:: Exercise prompt ::
Search the data for the string "blonde" and gather each line it is in.

[Information provided — start]

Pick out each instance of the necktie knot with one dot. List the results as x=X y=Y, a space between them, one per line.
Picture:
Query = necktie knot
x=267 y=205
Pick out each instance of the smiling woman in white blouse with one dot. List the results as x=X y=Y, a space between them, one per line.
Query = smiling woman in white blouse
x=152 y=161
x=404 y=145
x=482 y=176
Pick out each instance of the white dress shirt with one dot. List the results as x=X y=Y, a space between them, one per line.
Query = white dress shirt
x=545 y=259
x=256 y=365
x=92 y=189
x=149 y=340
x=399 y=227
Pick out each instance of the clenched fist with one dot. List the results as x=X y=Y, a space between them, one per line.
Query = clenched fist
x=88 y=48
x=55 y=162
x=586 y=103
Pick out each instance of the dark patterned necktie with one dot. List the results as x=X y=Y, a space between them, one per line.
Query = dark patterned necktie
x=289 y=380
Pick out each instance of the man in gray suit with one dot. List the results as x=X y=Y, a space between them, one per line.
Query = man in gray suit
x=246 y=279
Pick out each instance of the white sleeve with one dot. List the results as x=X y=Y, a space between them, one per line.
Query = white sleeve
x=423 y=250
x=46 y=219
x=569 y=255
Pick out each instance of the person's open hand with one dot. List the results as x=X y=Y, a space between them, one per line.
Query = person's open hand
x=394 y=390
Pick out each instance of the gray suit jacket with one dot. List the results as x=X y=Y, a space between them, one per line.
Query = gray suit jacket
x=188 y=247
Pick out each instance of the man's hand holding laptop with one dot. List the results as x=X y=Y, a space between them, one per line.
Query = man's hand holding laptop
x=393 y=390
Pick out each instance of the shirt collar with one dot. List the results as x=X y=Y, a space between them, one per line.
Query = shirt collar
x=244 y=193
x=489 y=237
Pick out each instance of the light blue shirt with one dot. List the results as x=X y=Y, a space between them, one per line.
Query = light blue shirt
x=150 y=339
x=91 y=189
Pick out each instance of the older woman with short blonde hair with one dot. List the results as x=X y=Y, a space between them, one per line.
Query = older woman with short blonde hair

[Information provided — finish]

:: Response to this exercise ::
Pick out each instance of the older woman with short blonde hair with one dot. List the results as x=X y=Y, a space between them, one per line.
Query = older woman with short blonde hair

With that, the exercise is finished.